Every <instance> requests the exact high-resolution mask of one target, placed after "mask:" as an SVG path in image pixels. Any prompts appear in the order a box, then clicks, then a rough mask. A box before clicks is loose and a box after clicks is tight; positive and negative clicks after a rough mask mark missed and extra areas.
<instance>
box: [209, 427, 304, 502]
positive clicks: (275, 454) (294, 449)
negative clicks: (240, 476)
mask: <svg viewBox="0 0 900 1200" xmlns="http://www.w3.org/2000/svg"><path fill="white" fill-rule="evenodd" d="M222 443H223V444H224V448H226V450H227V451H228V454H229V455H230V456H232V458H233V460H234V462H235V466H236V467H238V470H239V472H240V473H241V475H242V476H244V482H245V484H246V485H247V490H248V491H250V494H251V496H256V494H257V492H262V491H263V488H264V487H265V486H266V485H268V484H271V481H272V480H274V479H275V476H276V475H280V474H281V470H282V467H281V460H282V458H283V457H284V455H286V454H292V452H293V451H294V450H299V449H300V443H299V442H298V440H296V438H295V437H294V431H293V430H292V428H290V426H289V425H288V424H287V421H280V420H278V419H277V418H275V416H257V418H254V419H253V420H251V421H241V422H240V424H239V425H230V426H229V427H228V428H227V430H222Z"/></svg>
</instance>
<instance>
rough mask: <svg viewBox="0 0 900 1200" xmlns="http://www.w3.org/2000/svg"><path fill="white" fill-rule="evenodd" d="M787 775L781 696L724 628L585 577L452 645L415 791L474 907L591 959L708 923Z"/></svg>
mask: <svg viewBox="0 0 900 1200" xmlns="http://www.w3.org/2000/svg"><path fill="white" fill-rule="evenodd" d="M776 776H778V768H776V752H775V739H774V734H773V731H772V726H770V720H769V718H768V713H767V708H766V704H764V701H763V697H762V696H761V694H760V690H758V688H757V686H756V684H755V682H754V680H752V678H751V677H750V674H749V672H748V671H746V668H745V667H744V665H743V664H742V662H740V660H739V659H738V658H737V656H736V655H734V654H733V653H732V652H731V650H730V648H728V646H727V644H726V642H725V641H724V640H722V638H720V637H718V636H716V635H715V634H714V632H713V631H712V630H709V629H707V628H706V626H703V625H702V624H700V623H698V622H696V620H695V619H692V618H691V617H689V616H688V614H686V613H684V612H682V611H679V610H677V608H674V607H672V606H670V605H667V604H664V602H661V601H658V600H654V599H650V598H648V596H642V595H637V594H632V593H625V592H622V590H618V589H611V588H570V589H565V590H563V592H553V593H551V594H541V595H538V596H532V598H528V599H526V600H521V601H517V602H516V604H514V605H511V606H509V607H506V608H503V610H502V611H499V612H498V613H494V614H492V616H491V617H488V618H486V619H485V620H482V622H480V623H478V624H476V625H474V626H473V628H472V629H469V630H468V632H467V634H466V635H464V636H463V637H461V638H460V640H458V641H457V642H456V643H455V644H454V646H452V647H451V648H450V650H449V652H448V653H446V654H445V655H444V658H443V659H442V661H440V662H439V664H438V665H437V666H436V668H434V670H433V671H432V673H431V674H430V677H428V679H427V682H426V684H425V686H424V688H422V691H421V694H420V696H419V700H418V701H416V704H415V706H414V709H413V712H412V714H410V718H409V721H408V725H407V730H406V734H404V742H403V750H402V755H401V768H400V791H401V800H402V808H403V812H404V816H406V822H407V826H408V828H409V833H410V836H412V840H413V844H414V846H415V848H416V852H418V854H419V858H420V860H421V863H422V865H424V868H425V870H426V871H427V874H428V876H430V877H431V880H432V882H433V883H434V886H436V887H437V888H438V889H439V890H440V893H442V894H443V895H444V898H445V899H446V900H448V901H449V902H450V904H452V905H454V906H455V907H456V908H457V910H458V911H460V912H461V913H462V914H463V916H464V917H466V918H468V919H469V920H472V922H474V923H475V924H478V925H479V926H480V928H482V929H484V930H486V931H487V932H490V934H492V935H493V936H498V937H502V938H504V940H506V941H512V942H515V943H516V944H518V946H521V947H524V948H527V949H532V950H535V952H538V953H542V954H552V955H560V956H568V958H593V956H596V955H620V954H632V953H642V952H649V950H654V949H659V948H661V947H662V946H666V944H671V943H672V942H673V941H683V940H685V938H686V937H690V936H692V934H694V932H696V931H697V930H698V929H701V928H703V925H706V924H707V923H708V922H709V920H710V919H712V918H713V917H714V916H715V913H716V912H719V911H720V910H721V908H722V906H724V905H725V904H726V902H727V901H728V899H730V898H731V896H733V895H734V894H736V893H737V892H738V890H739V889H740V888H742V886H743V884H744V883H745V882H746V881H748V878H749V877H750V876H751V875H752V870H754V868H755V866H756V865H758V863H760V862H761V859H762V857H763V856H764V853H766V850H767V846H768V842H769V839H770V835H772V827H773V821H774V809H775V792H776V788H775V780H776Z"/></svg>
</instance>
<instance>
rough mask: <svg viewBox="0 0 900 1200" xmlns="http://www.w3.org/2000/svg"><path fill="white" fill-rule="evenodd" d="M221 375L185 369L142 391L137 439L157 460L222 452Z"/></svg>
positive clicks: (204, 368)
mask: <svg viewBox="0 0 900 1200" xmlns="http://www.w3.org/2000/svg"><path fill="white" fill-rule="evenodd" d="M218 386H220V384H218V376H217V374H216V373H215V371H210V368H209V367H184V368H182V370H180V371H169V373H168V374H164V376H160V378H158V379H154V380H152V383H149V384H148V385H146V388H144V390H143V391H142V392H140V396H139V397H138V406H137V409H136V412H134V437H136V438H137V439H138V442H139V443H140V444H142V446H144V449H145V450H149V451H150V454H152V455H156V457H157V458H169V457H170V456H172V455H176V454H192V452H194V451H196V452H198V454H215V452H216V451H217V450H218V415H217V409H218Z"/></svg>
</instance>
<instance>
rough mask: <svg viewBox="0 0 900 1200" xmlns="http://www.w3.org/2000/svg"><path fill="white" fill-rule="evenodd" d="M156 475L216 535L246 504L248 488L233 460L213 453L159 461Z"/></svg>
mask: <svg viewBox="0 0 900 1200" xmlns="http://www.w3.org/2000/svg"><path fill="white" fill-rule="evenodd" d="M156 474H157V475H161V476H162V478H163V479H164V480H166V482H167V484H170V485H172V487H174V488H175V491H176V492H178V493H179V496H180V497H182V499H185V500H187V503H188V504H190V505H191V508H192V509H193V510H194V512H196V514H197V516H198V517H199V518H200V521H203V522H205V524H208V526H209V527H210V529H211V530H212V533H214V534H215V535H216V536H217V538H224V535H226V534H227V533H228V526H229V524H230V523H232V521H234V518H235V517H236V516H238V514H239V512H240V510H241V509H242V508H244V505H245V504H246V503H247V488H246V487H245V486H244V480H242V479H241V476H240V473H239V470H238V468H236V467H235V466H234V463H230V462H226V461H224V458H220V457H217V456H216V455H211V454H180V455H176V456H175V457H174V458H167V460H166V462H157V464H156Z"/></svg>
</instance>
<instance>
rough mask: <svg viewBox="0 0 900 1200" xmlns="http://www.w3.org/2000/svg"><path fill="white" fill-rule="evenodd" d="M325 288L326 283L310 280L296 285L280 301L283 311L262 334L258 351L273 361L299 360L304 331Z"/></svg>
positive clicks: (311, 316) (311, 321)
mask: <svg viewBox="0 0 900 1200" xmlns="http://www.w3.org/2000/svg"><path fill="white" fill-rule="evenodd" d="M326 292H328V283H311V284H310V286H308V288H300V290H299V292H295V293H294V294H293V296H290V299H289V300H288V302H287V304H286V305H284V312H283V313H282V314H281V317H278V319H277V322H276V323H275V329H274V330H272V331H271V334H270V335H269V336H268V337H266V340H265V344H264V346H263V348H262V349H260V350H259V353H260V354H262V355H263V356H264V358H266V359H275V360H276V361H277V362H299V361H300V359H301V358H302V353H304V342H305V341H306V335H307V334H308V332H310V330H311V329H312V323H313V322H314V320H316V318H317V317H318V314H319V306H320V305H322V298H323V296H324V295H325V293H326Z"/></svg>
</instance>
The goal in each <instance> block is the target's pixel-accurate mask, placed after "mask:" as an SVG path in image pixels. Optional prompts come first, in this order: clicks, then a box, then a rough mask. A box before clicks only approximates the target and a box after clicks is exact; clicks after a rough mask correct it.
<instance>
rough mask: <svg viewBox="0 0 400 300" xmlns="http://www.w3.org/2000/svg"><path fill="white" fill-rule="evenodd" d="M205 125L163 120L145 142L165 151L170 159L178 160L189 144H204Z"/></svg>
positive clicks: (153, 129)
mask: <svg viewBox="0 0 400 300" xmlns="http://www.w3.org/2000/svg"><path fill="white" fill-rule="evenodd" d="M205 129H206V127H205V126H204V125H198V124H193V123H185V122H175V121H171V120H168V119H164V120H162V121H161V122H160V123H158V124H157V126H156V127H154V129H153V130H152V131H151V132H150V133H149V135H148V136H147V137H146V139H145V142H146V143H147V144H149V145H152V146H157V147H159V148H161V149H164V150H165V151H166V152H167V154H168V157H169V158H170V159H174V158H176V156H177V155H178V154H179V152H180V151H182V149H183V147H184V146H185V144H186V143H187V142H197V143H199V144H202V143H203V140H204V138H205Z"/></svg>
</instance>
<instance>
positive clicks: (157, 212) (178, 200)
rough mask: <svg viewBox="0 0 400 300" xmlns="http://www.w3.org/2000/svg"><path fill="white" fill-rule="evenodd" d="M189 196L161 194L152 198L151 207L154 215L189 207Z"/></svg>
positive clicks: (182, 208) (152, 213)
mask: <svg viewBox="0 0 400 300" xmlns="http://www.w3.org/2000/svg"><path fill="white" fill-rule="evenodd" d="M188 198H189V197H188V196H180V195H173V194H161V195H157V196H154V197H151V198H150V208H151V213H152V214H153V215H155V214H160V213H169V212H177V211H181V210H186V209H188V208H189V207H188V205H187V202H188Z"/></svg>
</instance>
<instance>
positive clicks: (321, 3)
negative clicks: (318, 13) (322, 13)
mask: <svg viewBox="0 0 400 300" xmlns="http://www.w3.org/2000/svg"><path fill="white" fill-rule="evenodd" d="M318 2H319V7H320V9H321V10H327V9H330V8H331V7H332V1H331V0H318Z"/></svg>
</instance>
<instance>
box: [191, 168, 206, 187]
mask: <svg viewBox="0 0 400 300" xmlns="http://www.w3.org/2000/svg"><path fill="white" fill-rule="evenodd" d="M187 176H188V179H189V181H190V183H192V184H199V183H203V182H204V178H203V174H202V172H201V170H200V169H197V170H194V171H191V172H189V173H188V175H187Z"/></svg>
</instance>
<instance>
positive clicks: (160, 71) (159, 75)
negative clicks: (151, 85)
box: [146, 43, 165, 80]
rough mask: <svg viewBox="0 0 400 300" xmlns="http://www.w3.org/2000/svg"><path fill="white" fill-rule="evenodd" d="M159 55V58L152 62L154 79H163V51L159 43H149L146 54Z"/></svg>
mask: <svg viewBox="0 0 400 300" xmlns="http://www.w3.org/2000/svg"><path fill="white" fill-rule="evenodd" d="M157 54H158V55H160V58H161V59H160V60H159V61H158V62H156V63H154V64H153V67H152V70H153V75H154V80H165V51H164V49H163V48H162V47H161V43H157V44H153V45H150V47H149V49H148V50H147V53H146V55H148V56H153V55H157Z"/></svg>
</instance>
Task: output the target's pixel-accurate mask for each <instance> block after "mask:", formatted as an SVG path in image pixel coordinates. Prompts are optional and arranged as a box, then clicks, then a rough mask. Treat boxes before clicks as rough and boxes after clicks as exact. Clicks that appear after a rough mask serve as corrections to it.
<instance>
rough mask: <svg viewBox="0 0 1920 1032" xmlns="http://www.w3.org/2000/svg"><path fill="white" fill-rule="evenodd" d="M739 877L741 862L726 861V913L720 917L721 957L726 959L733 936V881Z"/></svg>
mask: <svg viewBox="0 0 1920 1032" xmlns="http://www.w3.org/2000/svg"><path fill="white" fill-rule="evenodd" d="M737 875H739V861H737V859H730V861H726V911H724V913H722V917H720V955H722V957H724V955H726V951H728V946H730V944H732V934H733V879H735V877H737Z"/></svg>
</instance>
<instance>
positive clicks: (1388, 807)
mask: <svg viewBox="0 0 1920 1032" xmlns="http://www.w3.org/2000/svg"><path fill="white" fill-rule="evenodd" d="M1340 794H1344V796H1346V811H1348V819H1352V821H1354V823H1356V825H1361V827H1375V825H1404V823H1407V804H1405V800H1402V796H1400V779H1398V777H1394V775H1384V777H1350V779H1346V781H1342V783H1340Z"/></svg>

────────────────

Exercise goal: Pull out each line of the records that contains the word "accurate".

Exercise output:
The goal in each <instance> block is the target's pixel-accurate mask, placed after "mask:" as an SVG path in image pixels. Optional prompts come first, in this order: clicks, then a box, then a rough mask. A box before clicks only approximates the target and a box after clicks is exact; clicks after a rough mask correct it.
Task: output the target's pixel-accurate mask for each <instance> block after "mask:", formatted as an SVG path in image pixel coordinates. Prompts are optional and arranged as a box, then clicks, then a rough mask. Treat boxes before clicks as rough and boxes after clicks as exact. Clicks that appear after a rough mask serve as corrections to it.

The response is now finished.